RECORDS SUPPLIED:
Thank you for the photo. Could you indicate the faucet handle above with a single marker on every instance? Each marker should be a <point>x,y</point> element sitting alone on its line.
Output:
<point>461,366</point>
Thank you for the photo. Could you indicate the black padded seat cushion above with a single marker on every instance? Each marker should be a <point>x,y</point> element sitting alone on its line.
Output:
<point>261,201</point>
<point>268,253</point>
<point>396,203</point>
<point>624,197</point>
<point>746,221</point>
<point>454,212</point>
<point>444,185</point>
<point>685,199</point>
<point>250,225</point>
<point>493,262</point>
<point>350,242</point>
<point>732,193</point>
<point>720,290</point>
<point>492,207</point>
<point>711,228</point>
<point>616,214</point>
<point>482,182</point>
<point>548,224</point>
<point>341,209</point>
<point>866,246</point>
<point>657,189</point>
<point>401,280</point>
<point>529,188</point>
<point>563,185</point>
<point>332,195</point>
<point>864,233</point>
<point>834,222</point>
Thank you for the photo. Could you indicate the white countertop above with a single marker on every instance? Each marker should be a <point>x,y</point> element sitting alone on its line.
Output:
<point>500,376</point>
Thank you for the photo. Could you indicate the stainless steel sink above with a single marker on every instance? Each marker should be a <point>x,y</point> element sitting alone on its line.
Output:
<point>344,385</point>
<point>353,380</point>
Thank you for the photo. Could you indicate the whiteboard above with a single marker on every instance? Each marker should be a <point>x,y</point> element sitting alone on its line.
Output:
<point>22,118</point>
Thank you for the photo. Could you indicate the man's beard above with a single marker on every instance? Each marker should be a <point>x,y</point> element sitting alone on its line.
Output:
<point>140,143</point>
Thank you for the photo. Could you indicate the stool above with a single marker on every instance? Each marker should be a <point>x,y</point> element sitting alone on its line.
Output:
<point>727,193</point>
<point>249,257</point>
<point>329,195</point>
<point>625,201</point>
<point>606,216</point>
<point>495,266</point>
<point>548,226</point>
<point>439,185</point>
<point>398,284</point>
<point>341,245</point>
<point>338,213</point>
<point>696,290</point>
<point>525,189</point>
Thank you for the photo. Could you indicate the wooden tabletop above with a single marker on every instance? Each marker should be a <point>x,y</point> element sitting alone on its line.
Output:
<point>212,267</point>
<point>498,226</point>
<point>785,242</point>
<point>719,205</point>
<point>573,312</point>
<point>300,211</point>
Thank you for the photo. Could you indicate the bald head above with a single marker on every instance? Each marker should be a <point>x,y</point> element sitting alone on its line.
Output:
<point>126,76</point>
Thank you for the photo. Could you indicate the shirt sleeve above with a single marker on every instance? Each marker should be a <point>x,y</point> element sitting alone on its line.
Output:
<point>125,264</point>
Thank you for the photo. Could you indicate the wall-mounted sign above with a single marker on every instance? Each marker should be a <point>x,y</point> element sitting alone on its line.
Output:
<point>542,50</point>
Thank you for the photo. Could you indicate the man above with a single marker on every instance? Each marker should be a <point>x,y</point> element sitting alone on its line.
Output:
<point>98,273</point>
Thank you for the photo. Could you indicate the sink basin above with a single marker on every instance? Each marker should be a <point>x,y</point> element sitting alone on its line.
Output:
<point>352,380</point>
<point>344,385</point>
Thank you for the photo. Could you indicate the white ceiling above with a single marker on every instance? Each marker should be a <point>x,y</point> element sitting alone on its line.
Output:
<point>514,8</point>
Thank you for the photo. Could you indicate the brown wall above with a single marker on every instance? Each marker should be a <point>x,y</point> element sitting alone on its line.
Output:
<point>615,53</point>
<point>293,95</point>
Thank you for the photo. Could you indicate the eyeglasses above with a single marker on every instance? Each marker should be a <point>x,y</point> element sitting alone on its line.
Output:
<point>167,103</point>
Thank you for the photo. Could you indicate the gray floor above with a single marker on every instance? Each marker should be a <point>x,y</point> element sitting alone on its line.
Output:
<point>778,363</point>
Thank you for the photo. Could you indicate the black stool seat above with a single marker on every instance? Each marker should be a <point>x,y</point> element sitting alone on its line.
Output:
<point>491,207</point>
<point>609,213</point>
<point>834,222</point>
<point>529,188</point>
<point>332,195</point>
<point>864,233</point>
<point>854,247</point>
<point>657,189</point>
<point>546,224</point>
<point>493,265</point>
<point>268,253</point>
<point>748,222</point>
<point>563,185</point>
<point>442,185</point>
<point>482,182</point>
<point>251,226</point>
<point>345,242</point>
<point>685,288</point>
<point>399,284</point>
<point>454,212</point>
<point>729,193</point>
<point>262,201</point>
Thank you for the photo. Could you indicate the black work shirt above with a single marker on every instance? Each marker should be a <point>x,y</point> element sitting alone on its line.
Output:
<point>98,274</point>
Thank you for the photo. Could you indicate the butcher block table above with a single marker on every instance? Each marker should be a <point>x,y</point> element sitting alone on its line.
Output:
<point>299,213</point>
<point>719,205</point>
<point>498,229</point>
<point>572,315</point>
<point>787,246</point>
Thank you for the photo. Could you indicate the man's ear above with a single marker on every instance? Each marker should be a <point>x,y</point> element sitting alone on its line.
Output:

AIM OF THE EXERCISE: The records above are to be repeated exactly, in their entirety.

REPLY TO THE TASK:
Thank you for the photo. Could you indicate the faucet handle above with a single marker on every instance? Each marker should be a <point>x,y</point> element sitting alone on its line.
Output:
<point>461,366</point>
Thank you for the photo. Could you indicate the black padded seat cushion above with a single marker on every instance? Each marker should be a <point>x,y</point> element sitting alone on its line.
Output:
<point>261,201</point>
<point>268,253</point>
<point>396,203</point>
<point>624,197</point>
<point>746,221</point>
<point>454,212</point>
<point>444,185</point>
<point>685,199</point>
<point>250,225</point>
<point>493,262</point>
<point>350,242</point>
<point>732,193</point>
<point>720,290</point>
<point>492,207</point>
<point>711,228</point>
<point>616,214</point>
<point>482,182</point>
<point>548,224</point>
<point>341,209</point>
<point>866,246</point>
<point>657,189</point>
<point>401,280</point>
<point>529,188</point>
<point>563,185</point>
<point>332,195</point>
<point>864,233</point>
<point>834,222</point>
Thank you for the photo. Could you indicate the white countertop above with a single marker on every instance? Each marker should be a <point>x,y</point> element sitting alone on its line.
Output:
<point>500,376</point>
Thank you for the photo. Could you indicate the stainless steel sink above with a single marker on every instance? Each marker should be a <point>x,y</point> element sitting alone on its line.
Output:
<point>344,385</point>
<point>353,380</point>
Thank you for the photo. Could you indicate the whiteboard above with a single marker on every instance? Each marker should be a <point>x,y</point> element sitting alone on its line.
Output:
<point>22,118</point>
Thank you for the photo. Could you indicate the man's beard above with a single marker on every instance? Each marker should be a <point>x,y</point> element sitting alone on its line.
Output:
<point>140,143</point>
Thank you for the photo. Could you indicate the stool above with a single marker on every instance? Each marker should be a <point>x,y</point> element sitting alone on its line.
Output:
<point>727,193</point>
<point>249,257</point>
<point>329,195</point>
<point>625,201</point>
<point>606,216</point>
<point>495,266</point>
<point>548,226</point>
<point>439,185</point>
<point>398,284</point>
<point>341,245</point>
<point>338,213</point>
<point>696,290</point>
<point>525,189</point>
Thank you for the photo. Could you indicate the wooden tabletop above with a single marker on every instance? Each marker should be a <point>x,y</point> element sitting alone on its line.
Output:
<point>212,267</point>
<point>498,226</point>
<point>785,242</point>
<point>719,205</point>
<point>573,312</point>
<point>300,211</point>
Thank you for the photo. Could you indicate the bald head above with a single marker on every instance? Each marker should be a <point>x,y</point> element sitting alone on its line.
Output:
<point>126,76</point>
Thank you for the photo. Could you indicate the shirt sleeve above with a single marker on every instance? Each marker should be a <point>x,y</point> element sitting alone on its line.
Output:
<point>125,264</point>
Thank you for the photo. Could you indicate the wall-mounted sign above with a single marker on every instance? Each marker should be a <point>x,y</point> element sitting alone on its line.
Output:
<point>542,50</point>
Thank you for the photo. Could you indicate the man above with a single marker on every instance? Each marker should be a <point>x,y</point> element sitting alone on its line.
Output:
<point>98,273</point>
Thank you for the photo. Could you indicate the sink basin above with a single marker on every instance? Each marker should be a <point>x,y</point> element sitting alone on its line.
Output:
<point>352,380</point>
<point>344,385</point>
Thank you for the photo. Could you indicate the white ceiling above with a single marker on every instance? Each marker should be a <point>x,y</point> element sitting alone on its line.
Output:
<point>514,8</point>
Thank you for the photo. Could you indicate the brown wall above with a single marker on every instance? Each marker should be a <point>x,y</point> element sitting alone on its line.
Output:
<point>615,53</point>
<point>293,95</point>
Thank you for the photo. Could you indicate the eyeglasses above with a single marker on every instance? Each marker should be a <point>x,y</point> element sitting alone on its line.
Output:
<point>167,103</point>
Thank you for the photo. Could you indicate the gray floor above with a single marker on every instance? Each marker should be a <point>x,y</point> element sitting alone on its line.
Output:
<point>778,363</point>
Thank you for the photo. Could you indicate the black stool seat above with a single marker on every instance? Each marker should be a <point>x,y</point> element sitting alone on its line.
Output:
<point>491,207</point>
<point>609,213</point>
<point>834,222</point>
<point>529,188</point>
<point>332,195</point>
<point>864,233</point>
<point>854,247</point>
<point>657,189</point>
<point>546,224</point>
<point>493,265</point>
<point>268,253</point>
<point>748,222</point>
<point>563,185</point>
<point>442,185</point>
<point>482,182</point>
<point>251,226</point>
<point>345,242</point>
<point>685,288</point>
<point>399,284</point>
<point>454,212</point>
<point>729,193</point>
<point>262,201</point>
Thank you for the photo. Could you indicate the black work shirt above with a single marker on every instance? Each marker should be a <point>x,y</point> element sitting alone on its line.
Output:
<point>98,274</point>
Thank you for the photo. Could you indicate the butcher block table above with a single marker on every instance? Each marker should be a <point>x,y</point> element sitting alone on its line.
Output:
<point>299,213</point>
<point>719,205</point>
<point>498,229</point>
<point>572,315</point>
<point>787,246</point>
Thank you for the photo. Could you indicate the man's ear above with a single marker on every instance? Each marker should be a <point>x,y</point> element sitting alone on its line.
Output:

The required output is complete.